== Excerpt ==

Implementing the Actions

Implementing Discover

This is the simplest action. It returns your list of scenarios with their metadata.

What to return for each scenario:

Field	Type	Description
`name`	string	Identifier (e.g., `"standard"`, `"empty"`)
`description`	string	Human-readable description. Autonoma’s AI reads this to choose the right scenario
`fingerprint`	string	A 16-character hex hash of the scenario’s data structure

function handleDiscover():
    scenarios = getAllRegisteredScenarios()
    return {
        environments: scenarios.map(s => ({
            name: s.name,
            description: s.description,
            fingerprint: s.computeFingerprint()
        }))
    }

Implementing Up

This is where the real work happens. up receives a scenario name and a test run ID, and creates all the data.

Step by step:

Find the scenario by name. Return 400 UNKNOWN_ENVIRONMENT if not found.
Call the scenario’s up function, which creates all database records and collects their IDs into a refs map.
Sign the refs into a JWT token (the refsToken).
Create auth credentials — whatever your app needs to log in as the test user.
Return everything: auth, refs, refsToken, metadata.

Important design decisions:

Every up creates a NEW isolated dataset. Use the testRunId to make names/emails unique (e.g., test-user-run-abc123@example.com). This allows parallel test runs without collisions.
Collect ALL created IDs into refs. You’ll need them for teardown.
Handle creation order carefully. Parent records must be created before children.
Return expiresInSeconds if your data has a natural TTL. Autonoma defaults to 2 hours. If your scenario creates time-sensitive records (e.g., OTP codes, pending invitations), override this to match their lifetime.

Implementing Down

down receives the refs map and the signed token, verifies them, and deletes everything.

Step by step:

Verify the refsToken — decode the JWT, check it hasn’t expired (24h max), extract the refs.

===

**Exercise tasks:**
(1) Write out the passage on implementing the actions word for word, from "This is where" up to and including "token (the refsToken).".
(2) Resume the passage on implementing the actions, picking up right after its final sentence.

== Provided material ==

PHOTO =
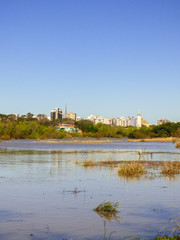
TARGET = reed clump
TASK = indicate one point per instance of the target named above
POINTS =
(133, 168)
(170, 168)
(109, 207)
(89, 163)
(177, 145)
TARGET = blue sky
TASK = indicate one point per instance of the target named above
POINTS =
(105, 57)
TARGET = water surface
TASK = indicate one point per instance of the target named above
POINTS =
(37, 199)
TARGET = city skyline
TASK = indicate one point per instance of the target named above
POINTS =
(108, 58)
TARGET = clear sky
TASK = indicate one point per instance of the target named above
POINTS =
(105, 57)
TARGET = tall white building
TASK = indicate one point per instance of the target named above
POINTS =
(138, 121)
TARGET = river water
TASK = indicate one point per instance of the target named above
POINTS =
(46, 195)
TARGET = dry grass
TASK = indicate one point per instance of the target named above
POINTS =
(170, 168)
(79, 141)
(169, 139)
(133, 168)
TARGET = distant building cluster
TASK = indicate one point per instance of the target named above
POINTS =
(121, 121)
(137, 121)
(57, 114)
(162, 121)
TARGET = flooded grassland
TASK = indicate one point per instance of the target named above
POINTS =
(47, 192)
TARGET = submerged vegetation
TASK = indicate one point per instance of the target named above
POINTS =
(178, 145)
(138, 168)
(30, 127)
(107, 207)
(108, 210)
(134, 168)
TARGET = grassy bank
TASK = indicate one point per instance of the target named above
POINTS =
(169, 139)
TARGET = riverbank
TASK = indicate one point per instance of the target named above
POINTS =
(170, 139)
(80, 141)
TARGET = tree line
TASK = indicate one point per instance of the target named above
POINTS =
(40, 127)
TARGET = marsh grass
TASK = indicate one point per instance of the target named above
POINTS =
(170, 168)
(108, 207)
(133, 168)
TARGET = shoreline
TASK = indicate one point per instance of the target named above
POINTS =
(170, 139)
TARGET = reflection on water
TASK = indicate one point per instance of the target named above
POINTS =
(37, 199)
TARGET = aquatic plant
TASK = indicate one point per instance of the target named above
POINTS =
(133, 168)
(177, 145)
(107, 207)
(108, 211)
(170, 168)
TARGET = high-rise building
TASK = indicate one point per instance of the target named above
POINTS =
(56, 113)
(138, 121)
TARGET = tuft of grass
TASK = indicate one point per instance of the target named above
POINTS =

===

**Answers by task:**
(1)
This is where the real work happens. up receives a scenario name and a test run ID, and creates all the data.

Step by step:

Find the scenario by name. Return 400 UNKNOWN_ENVIRONMENT if not found.
Call the scenario’s up function, which creates all database records and collects their IDs into a refs map.
Sign the refs into a JWT token (the refsToken).

(2)
Compare decoded refs with request refs — they must match exactly. If someone sends a valid token but swaps the refs in the request body, reject with 403.
Determine which scenario was used (from the refs structure, or store the scenario name in refs).
Call the scenario’s down function, which deletes all records.
Return { ok: true }.

Without verification, anyone who can reach your endpoint could send:

{ "action": "down", "refs": { "orgId": "PRODUCTION_ORG_ID" } }

…and delete your production data. The signed token makes this impossible.

Scenario Fingerprinting

Each scenario has a fingerprint — a hash of its structural definition. It serves two purposes: drift detection and validation.

The problem it solves

You add a new field to your users table, but forget to update the scenario’s up function to populate it. Now your tests are running against incomplete data. The fingerprint catches this.

How Autonoma uses it

Autonoma stores the fingerprint from your last successful run. Before each new test run, it calls discover and compares fingerprints. If they differ, Autonoma knows the scenario data has changed and can re-analyze accordingly.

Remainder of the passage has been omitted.